What needs to be done: Scan the data beneath this task and copy each line that includes "person".

::::::::::

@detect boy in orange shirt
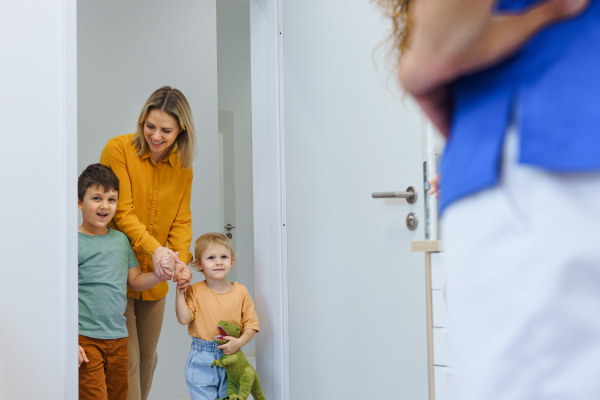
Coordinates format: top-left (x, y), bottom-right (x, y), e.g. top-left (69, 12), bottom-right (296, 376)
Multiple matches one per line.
top-left (175, 233), bottom-right (259, 400)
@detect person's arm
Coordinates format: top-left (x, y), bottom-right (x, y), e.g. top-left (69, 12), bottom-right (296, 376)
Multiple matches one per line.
top-left (127, 266), bottom-right (162, 292)
top-left (167, 170), bottom-right (193, 265)
top-left (218, 286), bottom-right (260, 355)
top-left (175, 282), bottom-right (194, 325)
top-left (217, 329), bottom-right (257, 356)
top-left (398, 0), bottom-right (589, 135)
top-left (166, 170), bottom-right (194, 285)
top-left (100, 138), bottom-right (177, 280)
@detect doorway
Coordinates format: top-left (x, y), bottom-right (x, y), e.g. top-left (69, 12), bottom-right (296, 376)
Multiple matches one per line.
top-left (77, 1), bottom-right (255, 398)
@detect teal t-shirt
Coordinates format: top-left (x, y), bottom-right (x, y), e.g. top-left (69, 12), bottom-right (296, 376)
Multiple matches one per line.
top-left (78, 226), bottom-right (137, 339)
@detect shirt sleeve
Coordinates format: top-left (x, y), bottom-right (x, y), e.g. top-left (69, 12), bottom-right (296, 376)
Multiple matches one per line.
top-left (100, 137), bottom-right (162, 257)
top-left (127, 242), bottom-right (138, 269)
top-left (240, 285), bottom-right (260, 333)
top-left (167, 169), bottom-right (193, 265)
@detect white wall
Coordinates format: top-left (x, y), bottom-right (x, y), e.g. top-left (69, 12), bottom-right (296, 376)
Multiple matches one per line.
top-left (216, 0), bottom-right (255, 353)
top-left (77, 2), bottom-right (218, 399)
top-left (0, 0), bottom-right (77, 398)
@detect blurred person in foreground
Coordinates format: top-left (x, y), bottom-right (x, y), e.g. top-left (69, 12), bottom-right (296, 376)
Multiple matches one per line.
top-left (375, 0), bottom-right (600, 399)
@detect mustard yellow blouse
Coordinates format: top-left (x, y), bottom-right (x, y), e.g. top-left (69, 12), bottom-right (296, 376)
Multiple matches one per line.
top-left (100, 134), bottom-right (193, 300)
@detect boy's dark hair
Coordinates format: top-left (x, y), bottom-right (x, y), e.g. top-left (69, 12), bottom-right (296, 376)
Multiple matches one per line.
top-left (78, 163), bottom-right (120, 200)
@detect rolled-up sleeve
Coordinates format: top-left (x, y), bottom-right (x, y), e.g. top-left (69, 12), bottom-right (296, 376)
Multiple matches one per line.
top-left (167, 170), bottom-right (193, 265)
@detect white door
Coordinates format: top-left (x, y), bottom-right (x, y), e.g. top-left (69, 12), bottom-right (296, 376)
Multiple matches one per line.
top-left (219, 109), bottom-right (238, 253)
top-left (282, 1), bottom-right (429, 398)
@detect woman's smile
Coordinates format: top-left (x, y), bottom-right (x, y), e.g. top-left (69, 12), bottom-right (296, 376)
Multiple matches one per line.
top-left (143, 109), bottom-right (182, 163)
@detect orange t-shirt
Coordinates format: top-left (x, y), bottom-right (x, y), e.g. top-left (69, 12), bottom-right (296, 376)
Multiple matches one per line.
top-left (185, 281), bottom-right (260, 341)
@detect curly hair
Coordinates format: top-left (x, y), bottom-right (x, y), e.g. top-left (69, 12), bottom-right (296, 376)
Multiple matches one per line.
top-left (372, 0), bottom-right (413, 65)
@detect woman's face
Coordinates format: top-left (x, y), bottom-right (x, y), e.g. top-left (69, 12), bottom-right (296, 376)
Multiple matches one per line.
top-left (143, 109), bottom-right (182, 163)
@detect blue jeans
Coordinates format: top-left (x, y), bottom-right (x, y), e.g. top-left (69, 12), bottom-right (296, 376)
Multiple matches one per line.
top-left (185, 338), bottom-right (228, 400)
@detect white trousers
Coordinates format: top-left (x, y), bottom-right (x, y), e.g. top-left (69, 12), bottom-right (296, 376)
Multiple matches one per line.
top-left (442, 129), bottom-right (600, 400)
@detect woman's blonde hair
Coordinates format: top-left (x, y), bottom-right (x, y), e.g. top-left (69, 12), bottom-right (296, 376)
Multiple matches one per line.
top-left (132, 86), bottom-right (197, 169)
top-left (372, 0), bottom-right (412, 65)
top-left (194, 232), bottom-right (237, 271)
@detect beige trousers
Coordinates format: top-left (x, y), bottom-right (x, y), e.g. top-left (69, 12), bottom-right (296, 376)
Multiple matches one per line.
top-left (124, 297), bottom-right (166, 400)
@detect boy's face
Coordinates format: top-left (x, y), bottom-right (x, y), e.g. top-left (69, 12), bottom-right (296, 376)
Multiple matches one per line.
top-left (195, 244), bottom-right (232, 282)
top-left (78, 185), bottom-right (118, 235)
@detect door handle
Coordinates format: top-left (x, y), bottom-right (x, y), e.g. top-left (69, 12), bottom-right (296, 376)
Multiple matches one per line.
top-left (225, 224), bottom-right (235, 231)
top-left (371, 186), bottom-right (417, 204)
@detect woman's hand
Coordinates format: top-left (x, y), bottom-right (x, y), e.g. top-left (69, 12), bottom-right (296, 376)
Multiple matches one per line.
top-left (399, 0), bottom-right (590, 135)
top-left (151, 246), bottom-right (179, 281)
top-left (158, 254), bottom-right (175, 276)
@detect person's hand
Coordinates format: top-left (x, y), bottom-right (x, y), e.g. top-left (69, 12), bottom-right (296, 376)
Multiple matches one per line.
top-left (176, 264), bottom-right (193, 294)
top-left (216, 336), bottom-right (243, 355)
top-left (158, 254), bottom-right (176, 279)
top-left (429, 173), bottom-right (441, 198)
top-left (78, 345), bottom-right (89, 367)
top-left (151, 247), bottom-right (179, 281)
top-left (399, 0), bottom-right (590, 136)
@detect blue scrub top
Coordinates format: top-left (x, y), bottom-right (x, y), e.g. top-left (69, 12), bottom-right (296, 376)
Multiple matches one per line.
top-left (440, 0), bottom-right (600, 212)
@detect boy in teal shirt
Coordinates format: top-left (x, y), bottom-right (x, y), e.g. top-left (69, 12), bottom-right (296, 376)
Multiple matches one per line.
top-left (77, 163), bottom-right (166, 400)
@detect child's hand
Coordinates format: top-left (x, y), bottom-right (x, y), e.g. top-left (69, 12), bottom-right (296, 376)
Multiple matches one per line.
top-left (177, 269), bottom-right (192, 281)
top-left (78, 345), bottom-right (89, 367)
top-left (216, 336), bottom-right (243, 355)
top-left (176, 263), bottom-right (193, 293)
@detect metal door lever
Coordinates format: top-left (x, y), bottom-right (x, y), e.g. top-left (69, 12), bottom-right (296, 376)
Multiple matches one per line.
top-left (225, 224), bottom-right (235, 231)
top-left (371, 186), bottom-right (417, 204)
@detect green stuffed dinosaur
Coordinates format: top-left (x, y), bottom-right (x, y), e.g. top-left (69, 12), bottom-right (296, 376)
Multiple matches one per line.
top-left (211, 320), bottom-right (266, 400)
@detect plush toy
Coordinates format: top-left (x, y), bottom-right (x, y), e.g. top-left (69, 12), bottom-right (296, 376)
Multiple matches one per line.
top-left (212, 320), bottom-right (266, 400)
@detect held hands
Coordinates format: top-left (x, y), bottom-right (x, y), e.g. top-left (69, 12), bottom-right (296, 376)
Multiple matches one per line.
top-left (176, 265), bottom-right (193, 294)
top-left (216, 336), bottom-right (243, 355)
top-left (158, 254), bottom-right (176, 277)
top-left (78, 345), bottom-right (89, 367)
top-left (152, 247), bottom-right (192, 292)
top-left (152, 246), bottom-right (179, 281)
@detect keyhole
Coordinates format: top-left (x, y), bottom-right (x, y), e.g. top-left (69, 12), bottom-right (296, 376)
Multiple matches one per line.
top-left (406, 212), bottom-right (418, 231)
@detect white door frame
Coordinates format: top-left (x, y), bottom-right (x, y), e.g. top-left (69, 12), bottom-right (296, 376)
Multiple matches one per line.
top-left (249, 1), bottom-right (289, 399)
top-left (62, 0), bottom-right (287, 397)
top-left (64, 0), bottom-right (79, 397)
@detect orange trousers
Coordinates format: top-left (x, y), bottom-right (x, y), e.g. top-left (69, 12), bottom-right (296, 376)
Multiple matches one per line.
top-left (79, 335), bottom-right (129, 400)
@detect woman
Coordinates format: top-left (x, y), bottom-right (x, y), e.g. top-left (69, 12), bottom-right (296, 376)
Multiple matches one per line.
top-left (376, 0), bottom-right (600, 399)
top-left (100, 86), bottom-right (196, 400)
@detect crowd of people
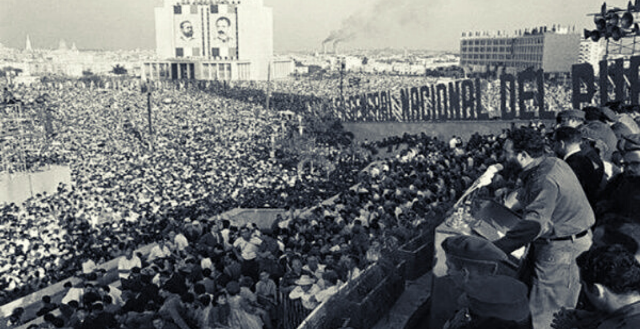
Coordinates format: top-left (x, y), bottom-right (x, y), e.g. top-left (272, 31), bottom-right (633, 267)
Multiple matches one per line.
top-left (2, 72), bottom-right (640, 329)
top-left (0, 84), bottom-right (372, 308)
top-left (0, 78), bottom-right (531, 329)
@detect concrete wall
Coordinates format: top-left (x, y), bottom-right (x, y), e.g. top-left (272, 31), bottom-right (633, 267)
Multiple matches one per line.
top-left (0, 165), bottom-right (72, 205)
top-left (223, 208), bottom-right (285, 230)
top-left (342, 120), bottom-right (555, 144)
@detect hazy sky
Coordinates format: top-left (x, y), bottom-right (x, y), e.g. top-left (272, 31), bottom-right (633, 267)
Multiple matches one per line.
top-left (0, 0), bottom-right (616, 52)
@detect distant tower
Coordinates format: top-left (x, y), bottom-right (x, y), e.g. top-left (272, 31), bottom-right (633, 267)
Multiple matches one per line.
top-left (71, 42), bottom-right (78, 52)
top-left (25, 35), bottom-right (32, 52)
top-left (58, 39), bottom-right (68, 51)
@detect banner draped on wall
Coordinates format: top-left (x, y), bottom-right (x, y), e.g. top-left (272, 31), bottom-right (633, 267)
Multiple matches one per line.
top-left (174, 4), bottom-right (203, 57)
top-left (209, 4), bottom-right (237, 59)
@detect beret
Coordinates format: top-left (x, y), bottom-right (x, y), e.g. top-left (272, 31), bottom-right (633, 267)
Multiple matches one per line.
top-left (442, 235), bottom-right (508, 263)
top-left (601, 107), bottom-right (620, 122)
top-left (461, 275), bottom-right (530, 322)
top-left (618, 134), bottom-right (640, 154)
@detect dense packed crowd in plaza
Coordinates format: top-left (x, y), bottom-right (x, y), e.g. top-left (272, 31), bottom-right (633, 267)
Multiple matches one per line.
top-left (1, 75), bottom-right (640, 329)
top-left (0, 84), bottom-right (370, 306)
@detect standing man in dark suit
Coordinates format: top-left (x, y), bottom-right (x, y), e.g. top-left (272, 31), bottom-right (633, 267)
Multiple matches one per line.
top-left (553, 126), bottom-right (603, 208)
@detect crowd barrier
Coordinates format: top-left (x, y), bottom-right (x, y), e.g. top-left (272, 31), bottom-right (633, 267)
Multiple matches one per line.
top-left (296, 258), bottom-right (408, 329)
top-left (398, 233), bottom-right (435, 281)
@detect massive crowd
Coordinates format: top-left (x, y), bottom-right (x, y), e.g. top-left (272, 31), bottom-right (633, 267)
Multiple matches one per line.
top-left (1, 74), bottom-right (640, 329)
top-left (0, 79), bottom-right (508, 329)
top-left (0, 84), bottom-right (369, 308)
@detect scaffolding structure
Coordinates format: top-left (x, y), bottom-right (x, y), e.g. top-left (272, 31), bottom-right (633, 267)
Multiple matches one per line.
top-left (605, 33), bottom-right (640, 59)
top-left (0, 104), bottom-right (45, 173)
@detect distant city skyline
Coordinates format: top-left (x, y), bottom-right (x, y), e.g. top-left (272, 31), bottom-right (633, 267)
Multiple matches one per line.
top-left (0, 0), bottom-right (619, 52)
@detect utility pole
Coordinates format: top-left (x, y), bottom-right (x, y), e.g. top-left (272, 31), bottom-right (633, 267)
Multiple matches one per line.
top-left (266, 62), bottom-right (272, 111)
top-left (339, 59), bottom-right (345, 100)
top-left (147, 90), bottom-right (153, 152)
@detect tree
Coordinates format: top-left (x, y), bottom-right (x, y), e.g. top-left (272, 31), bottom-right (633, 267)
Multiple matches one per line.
top-left (111, 64), bottom-right (128, 75)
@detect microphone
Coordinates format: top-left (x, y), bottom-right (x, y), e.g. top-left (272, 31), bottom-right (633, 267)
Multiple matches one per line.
top-left (473, 164), bottom-right (504, 189)
top-left (454, 163), bottom-right (504, 209)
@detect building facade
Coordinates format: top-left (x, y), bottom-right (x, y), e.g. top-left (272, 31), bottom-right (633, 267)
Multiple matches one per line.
top-left (143, 0), bottom-right (292, 81)
top-left (579, 39), bottom-right (606, 70)
top-left (459, 27), bottom-right (581, 76)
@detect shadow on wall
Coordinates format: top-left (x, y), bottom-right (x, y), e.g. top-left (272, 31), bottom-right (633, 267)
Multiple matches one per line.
top-left (343, 120), bottom-right (555, 144)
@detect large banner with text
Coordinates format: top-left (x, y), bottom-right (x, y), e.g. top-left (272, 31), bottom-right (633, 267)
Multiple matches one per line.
top-left (331, 56), bottom-right (640, 122)
top-left (331, 68), bottom-right (556, 122)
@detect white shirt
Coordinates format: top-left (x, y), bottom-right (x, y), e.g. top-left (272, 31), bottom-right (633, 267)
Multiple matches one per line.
top-left (221, 229), bottom-right (232, 250)
top-left (61, 287), bottom-right (84, 304)
top-left (81, 259), bottom-right (96, 274)
top-left (147, 244), bottom-right (171, 262)
top-left (315, 285), bottom-right (339, 304)
top-left (289, 284), bottom-right (320, 310)
top-left (233, 236), bottom-right (262, 260)
top-left (174, 233), bottom-right (189, 251)
top-left (347, 267), bottom-right (361, 281)
top-left (117, 255), bottom-right (141, 279)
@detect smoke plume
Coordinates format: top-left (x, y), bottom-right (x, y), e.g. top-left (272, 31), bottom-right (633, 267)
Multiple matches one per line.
top-left (323, 0), bottom-right (434, 46)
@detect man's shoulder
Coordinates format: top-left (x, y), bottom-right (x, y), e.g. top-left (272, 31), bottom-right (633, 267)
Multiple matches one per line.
top-left (565, 153), bottom-right (595, 168)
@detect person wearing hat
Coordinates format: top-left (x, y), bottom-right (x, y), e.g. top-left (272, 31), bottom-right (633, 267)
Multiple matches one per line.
top-left (289, 274), bottom-right (320, 310)
top-left (433, 235), bottom-right (517, 329)
top-left (494, 127), bottom-right (595, 329)
top-left (596, 133), bottom-right (640, 222)
top-left (443, 275), bottom-right (531, 329)
top-left (581, 106), bottom-right (619, 162)
top-left (442, 235), bottom-right (516, 284)
top-left (610, 104), bottom-right (640, 138)
top-left (555, 110), bottom-right (602, 166)
top-left (557, 109), bottom-right (586, 129)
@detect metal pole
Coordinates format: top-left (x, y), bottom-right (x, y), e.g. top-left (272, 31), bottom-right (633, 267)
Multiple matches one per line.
top-left (340, 60), bottom-right (345, 100)
top-left (266, 62), bottom-right (272, 111)
top-left (147, 91), bottom-right (153, 151)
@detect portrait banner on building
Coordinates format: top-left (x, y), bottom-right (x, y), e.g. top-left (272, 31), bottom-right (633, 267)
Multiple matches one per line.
top-left (174, 4), bottom-right (203, 57)
top-left (209, 4), bottom-right (237, 59)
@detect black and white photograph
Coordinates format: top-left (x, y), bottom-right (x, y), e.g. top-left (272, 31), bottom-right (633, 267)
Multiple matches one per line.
top-left (1, 0), bottom-right (640, 328)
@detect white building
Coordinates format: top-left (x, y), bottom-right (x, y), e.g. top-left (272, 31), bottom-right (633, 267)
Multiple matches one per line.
top-left (579, 39), bottom-right (606, 69)
top-left (143, 0), bottom-right (292, 81)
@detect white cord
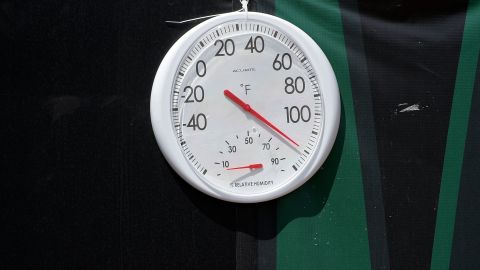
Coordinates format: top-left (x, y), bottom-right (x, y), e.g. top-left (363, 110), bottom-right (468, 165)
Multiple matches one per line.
top-left (165, 9), bottom-right (242, 24)
top-left (165, 1), bottom-right (249, 25)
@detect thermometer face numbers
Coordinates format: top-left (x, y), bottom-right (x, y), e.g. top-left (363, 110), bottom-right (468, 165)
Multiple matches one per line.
top-left (171, 20), bottom-right (324, 196)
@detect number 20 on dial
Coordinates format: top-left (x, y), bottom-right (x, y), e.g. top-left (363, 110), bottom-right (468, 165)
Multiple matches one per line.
top-left (151, 12), bottom-right (340, 203)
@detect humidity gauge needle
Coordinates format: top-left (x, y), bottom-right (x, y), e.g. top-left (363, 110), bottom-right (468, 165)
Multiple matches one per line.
top-left (226, 163), bottom-right (263, 170)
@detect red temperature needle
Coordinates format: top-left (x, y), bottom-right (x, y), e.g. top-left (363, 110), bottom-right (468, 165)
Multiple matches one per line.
top-left (226, 163), bottom-right (263, 170)
top-left (224, 89), bottom-right (299, 147)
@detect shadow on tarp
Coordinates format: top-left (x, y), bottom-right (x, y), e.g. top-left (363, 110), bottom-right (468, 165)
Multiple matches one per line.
top-left (275, 100), bottom-right (345, 232)
top-left (174, 100), bottom-right (345, 240)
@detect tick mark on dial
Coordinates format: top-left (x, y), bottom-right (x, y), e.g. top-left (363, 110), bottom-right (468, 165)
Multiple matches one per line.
top-left (236, 134), bottom-right (239, 139)
top-left (276, 147), bottom-right (280, 150)
top-left (268, 137), bottom-right (272, 142)
top-left (280, 158), bottom-right (286, 160)
top-left (214, 162), bottom-right (220, 165)
top-left (225, 140), bottom-right (230, 145)
top-left (219, 151), bottom-right (224, 154)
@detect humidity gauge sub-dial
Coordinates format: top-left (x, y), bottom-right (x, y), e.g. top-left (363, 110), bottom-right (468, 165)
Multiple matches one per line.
top-left (214, 129), bottom-right (287, 192)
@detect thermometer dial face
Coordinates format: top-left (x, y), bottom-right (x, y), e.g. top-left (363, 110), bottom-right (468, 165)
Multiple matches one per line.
top-left (151, 13), bottom-right (339, 203)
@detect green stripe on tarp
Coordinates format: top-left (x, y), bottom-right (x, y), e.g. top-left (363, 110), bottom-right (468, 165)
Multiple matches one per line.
top-left (449, 54), bottom-right (480, 269)
top-left (430, 1), bottom-right (480, 269)
top-left (275, 1), bottom-right (371, 269)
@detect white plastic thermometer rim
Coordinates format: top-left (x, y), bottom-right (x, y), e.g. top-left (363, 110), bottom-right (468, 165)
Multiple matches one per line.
top-left (151, 12), bottom-right (340, 203)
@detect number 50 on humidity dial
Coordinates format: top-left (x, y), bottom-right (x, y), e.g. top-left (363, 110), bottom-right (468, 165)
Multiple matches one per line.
top-left (150, 12), bottom-right (340, 203)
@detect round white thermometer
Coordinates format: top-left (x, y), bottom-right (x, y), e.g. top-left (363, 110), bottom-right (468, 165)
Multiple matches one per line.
top-left (151, 11), bottom-right (340, 203)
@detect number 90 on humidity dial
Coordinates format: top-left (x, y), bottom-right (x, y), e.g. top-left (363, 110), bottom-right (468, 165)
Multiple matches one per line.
top-left (150, 12), bottom-right (340, 203)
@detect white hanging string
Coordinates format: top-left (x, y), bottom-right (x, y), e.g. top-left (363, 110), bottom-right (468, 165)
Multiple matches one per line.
top-left (165, 0), bottom-right (249, 25)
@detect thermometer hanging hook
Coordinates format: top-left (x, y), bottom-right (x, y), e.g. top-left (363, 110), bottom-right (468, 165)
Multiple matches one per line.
top-left (241, 0), bottom-right (249, 19)
top-left (165, 0), bottom-right (249, 25)
top-left (241, 0), bottom-right (249, 12)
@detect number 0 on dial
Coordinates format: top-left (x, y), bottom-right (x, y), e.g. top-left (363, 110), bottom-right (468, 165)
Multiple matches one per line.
top-left (151, 12), bottom-right (340, 203)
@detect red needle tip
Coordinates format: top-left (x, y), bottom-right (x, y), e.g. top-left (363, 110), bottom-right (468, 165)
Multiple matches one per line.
top-left (224, 89), bottom-right (299, 147)
top-left (226, 163), bottom-right (263, 170)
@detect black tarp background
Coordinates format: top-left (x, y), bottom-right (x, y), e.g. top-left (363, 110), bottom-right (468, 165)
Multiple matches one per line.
top-left (2, 0), bottom-right (479, 269)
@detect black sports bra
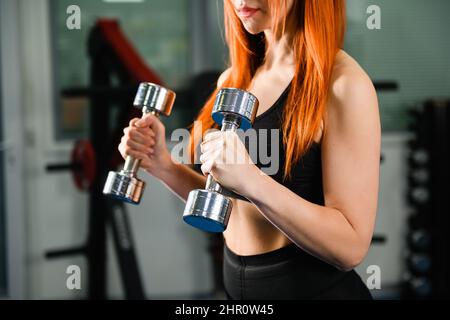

::::::::::

Solution:
@detect person's arm
@detect blurred person in foreground
@detect person's hand
@detect person wearing hat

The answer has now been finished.